### Exercise instructions
Begin with the line containing "steel refrigerator in this photo." and reproduce it and all later lines exactly, through the last line of the records. Add nothing else.

[Entries supplied — start]

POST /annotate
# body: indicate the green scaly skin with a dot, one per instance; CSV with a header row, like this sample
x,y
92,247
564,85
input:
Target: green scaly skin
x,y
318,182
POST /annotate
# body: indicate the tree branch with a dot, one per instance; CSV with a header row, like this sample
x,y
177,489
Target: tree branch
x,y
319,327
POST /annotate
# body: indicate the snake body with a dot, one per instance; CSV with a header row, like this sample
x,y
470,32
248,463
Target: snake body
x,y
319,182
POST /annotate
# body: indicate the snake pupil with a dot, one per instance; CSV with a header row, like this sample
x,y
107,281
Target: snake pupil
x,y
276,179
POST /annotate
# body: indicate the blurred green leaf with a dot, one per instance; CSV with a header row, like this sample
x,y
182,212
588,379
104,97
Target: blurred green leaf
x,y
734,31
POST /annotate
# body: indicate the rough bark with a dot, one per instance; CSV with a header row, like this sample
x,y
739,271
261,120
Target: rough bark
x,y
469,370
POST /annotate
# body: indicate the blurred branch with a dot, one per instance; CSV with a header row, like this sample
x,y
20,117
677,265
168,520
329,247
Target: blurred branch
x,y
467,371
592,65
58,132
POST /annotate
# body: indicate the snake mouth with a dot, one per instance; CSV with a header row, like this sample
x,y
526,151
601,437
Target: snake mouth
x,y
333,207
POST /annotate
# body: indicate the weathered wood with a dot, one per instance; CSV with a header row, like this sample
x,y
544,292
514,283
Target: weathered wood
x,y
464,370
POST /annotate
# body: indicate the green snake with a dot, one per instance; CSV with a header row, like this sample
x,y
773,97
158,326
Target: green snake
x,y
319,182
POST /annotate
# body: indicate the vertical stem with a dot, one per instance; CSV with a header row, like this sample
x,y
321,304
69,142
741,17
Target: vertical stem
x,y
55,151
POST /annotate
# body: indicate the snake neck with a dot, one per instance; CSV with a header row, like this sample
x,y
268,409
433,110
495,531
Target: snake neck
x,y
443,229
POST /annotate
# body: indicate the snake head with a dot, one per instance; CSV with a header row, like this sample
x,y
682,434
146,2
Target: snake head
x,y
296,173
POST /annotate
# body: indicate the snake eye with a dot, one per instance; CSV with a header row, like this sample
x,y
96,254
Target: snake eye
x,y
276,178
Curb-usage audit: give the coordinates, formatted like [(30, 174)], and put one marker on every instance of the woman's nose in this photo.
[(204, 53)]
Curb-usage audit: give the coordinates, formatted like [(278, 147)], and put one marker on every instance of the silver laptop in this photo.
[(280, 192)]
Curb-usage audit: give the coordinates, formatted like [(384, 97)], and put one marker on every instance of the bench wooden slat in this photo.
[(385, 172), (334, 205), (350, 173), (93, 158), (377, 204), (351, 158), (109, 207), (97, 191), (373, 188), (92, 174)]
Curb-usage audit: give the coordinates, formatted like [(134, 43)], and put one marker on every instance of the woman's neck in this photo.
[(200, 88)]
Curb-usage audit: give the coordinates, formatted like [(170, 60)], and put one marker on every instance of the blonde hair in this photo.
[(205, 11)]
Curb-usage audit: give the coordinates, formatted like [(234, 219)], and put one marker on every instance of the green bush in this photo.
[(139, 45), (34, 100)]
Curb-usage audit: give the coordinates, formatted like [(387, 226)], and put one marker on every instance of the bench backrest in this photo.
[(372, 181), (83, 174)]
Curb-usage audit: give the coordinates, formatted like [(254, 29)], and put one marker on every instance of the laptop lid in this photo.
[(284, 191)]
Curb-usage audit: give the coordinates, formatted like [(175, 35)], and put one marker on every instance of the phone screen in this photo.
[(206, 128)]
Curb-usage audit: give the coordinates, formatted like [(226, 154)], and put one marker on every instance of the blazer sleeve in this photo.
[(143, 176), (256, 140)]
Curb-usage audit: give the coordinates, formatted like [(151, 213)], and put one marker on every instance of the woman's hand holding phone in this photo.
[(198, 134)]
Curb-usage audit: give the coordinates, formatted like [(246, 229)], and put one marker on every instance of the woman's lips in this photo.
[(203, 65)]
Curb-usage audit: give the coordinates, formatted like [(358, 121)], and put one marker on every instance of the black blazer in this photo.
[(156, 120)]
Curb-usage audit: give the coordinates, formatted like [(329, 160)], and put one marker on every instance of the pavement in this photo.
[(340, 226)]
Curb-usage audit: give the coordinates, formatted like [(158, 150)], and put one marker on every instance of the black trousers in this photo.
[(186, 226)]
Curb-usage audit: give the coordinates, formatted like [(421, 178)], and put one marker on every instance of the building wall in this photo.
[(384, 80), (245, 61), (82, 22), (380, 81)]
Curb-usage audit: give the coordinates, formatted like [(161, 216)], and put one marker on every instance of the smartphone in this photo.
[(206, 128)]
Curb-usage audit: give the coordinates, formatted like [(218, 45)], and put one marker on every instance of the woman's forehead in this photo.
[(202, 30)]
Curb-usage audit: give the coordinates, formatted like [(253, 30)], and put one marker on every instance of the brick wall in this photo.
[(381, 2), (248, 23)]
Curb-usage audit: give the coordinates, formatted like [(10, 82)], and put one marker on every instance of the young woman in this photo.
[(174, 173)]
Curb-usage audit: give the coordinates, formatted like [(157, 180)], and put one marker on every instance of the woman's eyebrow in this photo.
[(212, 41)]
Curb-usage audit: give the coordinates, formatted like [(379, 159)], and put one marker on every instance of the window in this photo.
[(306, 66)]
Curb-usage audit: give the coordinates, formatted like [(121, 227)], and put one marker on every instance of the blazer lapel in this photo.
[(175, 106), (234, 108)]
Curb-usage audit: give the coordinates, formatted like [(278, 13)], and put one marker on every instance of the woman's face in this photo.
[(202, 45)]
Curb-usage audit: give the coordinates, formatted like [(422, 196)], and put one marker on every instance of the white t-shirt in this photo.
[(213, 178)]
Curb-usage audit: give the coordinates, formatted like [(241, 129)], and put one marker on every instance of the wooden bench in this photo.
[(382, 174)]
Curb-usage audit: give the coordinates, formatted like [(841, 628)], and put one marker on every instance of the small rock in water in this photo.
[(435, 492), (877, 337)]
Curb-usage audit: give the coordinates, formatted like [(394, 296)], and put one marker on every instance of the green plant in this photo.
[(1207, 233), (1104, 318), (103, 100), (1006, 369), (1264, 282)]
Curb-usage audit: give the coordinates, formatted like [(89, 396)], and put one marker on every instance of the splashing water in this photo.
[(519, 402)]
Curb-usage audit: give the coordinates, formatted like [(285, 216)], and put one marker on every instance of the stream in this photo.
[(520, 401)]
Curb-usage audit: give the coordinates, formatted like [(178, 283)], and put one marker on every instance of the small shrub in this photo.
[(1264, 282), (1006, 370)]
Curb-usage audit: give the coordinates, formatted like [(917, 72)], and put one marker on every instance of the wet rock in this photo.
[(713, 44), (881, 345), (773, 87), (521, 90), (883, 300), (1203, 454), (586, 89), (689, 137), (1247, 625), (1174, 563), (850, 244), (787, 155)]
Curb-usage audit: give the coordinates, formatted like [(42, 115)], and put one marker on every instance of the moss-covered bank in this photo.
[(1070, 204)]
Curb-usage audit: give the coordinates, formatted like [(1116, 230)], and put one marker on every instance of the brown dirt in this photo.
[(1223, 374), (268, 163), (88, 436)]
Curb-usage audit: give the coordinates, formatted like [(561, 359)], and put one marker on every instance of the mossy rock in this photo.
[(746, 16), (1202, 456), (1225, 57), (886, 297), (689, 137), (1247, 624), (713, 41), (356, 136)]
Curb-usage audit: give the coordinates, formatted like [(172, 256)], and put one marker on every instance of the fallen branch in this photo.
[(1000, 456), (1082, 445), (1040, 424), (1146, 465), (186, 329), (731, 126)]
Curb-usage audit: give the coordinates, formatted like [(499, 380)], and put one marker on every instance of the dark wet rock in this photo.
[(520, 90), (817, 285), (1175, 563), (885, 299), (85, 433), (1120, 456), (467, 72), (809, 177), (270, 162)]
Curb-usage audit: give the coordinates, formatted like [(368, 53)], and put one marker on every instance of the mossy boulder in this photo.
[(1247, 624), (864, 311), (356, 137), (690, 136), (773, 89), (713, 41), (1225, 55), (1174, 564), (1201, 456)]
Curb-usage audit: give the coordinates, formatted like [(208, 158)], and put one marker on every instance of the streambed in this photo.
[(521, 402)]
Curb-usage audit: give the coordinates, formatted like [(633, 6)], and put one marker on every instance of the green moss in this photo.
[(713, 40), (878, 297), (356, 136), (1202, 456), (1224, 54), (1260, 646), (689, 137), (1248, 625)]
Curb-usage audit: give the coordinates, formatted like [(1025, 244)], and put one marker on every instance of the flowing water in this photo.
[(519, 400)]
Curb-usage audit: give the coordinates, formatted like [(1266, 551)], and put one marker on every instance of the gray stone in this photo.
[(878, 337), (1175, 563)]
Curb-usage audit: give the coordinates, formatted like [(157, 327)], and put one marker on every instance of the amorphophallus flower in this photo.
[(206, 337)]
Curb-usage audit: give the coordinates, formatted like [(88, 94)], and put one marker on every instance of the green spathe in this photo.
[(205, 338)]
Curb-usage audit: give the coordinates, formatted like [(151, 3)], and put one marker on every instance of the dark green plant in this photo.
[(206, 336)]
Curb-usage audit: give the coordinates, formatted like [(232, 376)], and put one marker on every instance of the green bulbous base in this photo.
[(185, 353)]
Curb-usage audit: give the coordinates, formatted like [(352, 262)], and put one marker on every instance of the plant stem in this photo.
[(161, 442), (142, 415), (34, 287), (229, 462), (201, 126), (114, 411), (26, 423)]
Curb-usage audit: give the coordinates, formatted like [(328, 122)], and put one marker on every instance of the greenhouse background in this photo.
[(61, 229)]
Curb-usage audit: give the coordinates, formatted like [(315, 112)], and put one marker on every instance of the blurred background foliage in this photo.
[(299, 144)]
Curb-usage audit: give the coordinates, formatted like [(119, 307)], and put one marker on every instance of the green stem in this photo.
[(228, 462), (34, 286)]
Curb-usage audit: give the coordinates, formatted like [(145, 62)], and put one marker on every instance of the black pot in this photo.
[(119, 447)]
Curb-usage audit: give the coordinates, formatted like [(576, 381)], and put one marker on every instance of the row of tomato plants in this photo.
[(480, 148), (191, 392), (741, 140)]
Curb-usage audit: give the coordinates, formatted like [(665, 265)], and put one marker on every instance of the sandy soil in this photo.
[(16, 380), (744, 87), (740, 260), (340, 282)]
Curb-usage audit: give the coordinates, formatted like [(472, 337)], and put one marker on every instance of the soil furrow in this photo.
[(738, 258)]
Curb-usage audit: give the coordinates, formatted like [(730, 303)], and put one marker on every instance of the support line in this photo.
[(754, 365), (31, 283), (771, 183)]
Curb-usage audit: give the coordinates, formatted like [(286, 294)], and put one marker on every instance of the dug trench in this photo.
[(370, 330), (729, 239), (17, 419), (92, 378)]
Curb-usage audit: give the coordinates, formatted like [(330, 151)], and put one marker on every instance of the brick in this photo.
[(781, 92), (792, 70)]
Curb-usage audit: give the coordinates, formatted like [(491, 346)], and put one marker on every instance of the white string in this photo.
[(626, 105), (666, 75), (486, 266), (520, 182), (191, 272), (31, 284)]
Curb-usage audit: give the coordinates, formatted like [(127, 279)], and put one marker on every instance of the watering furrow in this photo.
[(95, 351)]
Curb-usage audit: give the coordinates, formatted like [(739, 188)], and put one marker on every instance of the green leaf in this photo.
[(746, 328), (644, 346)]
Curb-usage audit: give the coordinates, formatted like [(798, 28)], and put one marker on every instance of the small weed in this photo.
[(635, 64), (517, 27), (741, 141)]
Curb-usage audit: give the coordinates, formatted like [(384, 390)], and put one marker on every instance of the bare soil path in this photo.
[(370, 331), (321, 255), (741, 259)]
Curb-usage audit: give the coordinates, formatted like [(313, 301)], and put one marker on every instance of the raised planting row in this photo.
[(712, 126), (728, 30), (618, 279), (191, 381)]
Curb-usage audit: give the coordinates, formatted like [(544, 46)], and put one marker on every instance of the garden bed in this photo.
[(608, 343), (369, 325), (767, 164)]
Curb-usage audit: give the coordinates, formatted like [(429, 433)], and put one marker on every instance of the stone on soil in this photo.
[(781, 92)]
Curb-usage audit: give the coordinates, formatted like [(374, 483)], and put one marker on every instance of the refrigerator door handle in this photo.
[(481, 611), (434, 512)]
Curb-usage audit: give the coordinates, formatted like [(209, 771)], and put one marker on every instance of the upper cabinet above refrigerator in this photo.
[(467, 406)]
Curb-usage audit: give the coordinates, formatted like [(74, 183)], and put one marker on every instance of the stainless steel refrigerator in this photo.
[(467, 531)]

[Entries supplied — finish]

### Answer for this exercise
Curb-usage audit: give the coordinates, formatted like [(74, 183)], and put one marker on every instance of the stainless steel refrigerator in this photo.
[(467, 531)]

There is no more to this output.